* _Material to process_:
========================================

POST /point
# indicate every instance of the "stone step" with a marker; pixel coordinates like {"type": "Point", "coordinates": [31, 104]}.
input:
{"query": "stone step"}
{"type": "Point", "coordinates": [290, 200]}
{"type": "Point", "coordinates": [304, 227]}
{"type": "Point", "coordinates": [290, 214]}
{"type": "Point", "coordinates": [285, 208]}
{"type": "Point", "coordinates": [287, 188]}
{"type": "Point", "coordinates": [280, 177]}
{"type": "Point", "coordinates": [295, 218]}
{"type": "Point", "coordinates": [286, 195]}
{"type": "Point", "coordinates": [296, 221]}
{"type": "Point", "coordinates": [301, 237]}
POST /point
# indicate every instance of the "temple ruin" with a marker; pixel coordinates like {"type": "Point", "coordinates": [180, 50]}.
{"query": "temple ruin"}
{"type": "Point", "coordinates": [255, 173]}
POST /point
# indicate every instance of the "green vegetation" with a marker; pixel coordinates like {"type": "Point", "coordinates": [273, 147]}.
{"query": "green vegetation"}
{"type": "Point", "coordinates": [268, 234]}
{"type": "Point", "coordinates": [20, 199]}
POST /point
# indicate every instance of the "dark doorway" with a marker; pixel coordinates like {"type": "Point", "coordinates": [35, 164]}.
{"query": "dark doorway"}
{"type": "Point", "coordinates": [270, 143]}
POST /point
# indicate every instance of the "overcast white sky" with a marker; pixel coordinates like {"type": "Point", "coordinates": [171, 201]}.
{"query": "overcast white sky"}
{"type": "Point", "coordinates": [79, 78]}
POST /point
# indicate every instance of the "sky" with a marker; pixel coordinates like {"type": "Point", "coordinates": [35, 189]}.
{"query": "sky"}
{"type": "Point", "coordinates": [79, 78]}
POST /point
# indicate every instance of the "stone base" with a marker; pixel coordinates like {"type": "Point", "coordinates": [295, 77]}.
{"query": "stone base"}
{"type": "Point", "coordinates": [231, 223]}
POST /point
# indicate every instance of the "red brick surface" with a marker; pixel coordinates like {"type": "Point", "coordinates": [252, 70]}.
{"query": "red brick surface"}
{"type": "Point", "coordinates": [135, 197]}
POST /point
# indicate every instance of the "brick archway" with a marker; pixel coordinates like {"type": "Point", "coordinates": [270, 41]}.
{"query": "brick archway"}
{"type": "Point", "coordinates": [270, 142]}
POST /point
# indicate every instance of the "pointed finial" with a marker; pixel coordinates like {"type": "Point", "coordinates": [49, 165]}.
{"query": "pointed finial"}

========================================

* _About this task_:
Write the whole listing out again. Keep every line exactly as it is.

* _Task output_:
POST /point
# indicate every instance of the "stone step" with a marker; pixel coordinates like {"type": "Point", "coordinates": [31, 104]}.
input:
{"query": "stone step"}
{"type": "Point", "coordinates": [290, 200]}
{"type": "Point", "coordinates": [304, 227]}
{"type": "Point", "coordinates": [290, 214]}
{"type": "Point", "coordinates": [285, 208]}
{"type": "Point", "coordinates": [287, 188]}
{"type": "Point", "coordinates": [280, 177]}
{"type": "Point", "coordinates": [295, 218]}
{"type": "Point", "coordinates": [286, 195]}
{"type": "Point", "coordinates": [296, 221]}
{"type": "Point", "coordinates": [301, 237]}
POST /point
# indicate every instance of the "temple ruin" with a marker; pixel coordinates like {"type": "Point", "coordinates": [180, 50]}.
{"query": "temple ruin"}
{"type": "Point", "coordinates": [255, 173]}
POST /point
# indicate every instance of the "green vegetation" with a marker; pixel coordinates like {"type": "Point", "coordinates": [273, 147]}.
{"query": "green vegetation"}
{"type": "Point", "coordinates": [268, 234]}
{"type": "Point", "coordinates": [20, 199]}
POST /point
# indicate every instance of the "dark doorway" with a marker; pixel coordinates like {"type": "Point", "coordinates": [35, 164]}.
{"query": "dark doorway"}
{"type": "Point", "coordinates": [270, 143]}
POST /point
# indicate every instance of the "overcast white sky" with a marker; pixel coordinates like {"type": "Point", "coordinates": [171, 201]}.
{"query": "overcast white sky"}
{"type": "Point", "coordinates": [79, 78]}
POST /point
# indicate every instance of the "sky" with a marker; pixel coordinates like {"type": "Point", "coordinates": [35, 189]}.
{"query": "sky"}
{"type": "Point", "coordinates": [79, 78]}
POST /point
# indicate every instance of the "stone base" with a marker; pixel coordinates like {"type": "Point", "coordinates": [295, 77]}.
{"query": "stone base"}
{"type": "Point", "coordinates": [231, 223]}
POST /point
# indicate every instance of the "red brick surface" with a marker; pixel coordinates like {"type": "Point", "coordinates": [252, 70]}.
{"query": "red brick surface"}
{"type": "Point", "coordinates": [135, 197]}
POST /point
# indicate every instance of the "brick archway" with a marker; pixel coordinates like {"type": "Point", "coordinates": [270, 41]}.
{"query": "brick archway"}
{"type": "Point", "coordinates": [270, 142]}
POST /point
# indicate every instance of the "pointed finial" with a marker; pixel coordinates like {"type": "Point", "coordinates": [49, 165]}.
{"query": "pointed finial"}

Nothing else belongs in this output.